• **Brief**
Recast the data as a JSON list of strings, one string per line, skipping any blank lines.

• **Entries taken from a collection**

★ ★ ★

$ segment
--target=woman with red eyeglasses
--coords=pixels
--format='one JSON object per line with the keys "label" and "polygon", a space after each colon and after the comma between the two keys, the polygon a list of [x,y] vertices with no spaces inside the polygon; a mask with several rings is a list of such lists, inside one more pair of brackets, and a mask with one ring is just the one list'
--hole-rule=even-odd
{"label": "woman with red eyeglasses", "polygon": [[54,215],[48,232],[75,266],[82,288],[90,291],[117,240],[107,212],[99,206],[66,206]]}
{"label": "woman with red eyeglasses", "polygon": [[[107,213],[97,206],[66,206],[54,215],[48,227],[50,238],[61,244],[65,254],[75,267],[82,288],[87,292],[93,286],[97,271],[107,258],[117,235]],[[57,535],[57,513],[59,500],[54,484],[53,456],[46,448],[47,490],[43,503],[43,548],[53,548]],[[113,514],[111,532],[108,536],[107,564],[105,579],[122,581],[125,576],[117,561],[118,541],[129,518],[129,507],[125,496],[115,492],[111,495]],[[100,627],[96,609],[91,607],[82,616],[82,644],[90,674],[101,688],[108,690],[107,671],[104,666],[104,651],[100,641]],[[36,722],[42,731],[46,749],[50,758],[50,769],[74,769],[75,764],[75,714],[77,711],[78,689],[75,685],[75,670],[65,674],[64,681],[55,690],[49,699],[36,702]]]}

★ ★ ★

• **Exercise response**
[
  "$ segment",
  "--target=woman with red eyeglasses",
  "--coords=pixels",
  "--format='one JSON object per line with the keys \"label\" and \"polygon\", a space after each colon and after the comma between the two keys, the polygon a list of [x,y] vertices with no spaces inside the polygon; a mask with several rings is a list of such lists, inside one more pair of brackets, and a mask with one ring is just the one list'",
  "--hole-rule=even-odd",
  "{\"label\": \"woman with red eyeglasses\", \"polygon\": [[54,215],[48,232],[75,266],[82,288],[90,291],[117,240],[107,212],[99,206],[66,206]]}",
  "{\"label\": \"woman with red eyeglasses\", \"polygon\": [[[107,213],[97,206],[66,206],[54,215],[48,227],[50,238],[61,244],[65,254],[75,267],[82,288],[87,292],[93,286],[97,271],[107,258],[117,235]],[[57,535],[57,513],[59,500],[54,484],[53,456],[46,448],[47,490],[43,503],[43,548],[53,548]],[[113,514],[111,532],[108,536],[107,564],[105,579],[122,581],[125,576],[117,561],[118,541],[129,518],[129,507],[125,496],[115,492],[111,495]],[[100,627],[96,609],[91,607],[82,616],[82,644],[90,674],[101,688],[108,690],[107,671],[104,666],[104,651],[100,641]],[[36,722],[42,731],[46,749],[50,758],[50,769],[74,769],[75,764],[75,714],[77,711],[78,689],[75,685],[75,670],[65,674],[64,681],[55,690],[49,699],[36,702]]]}"
]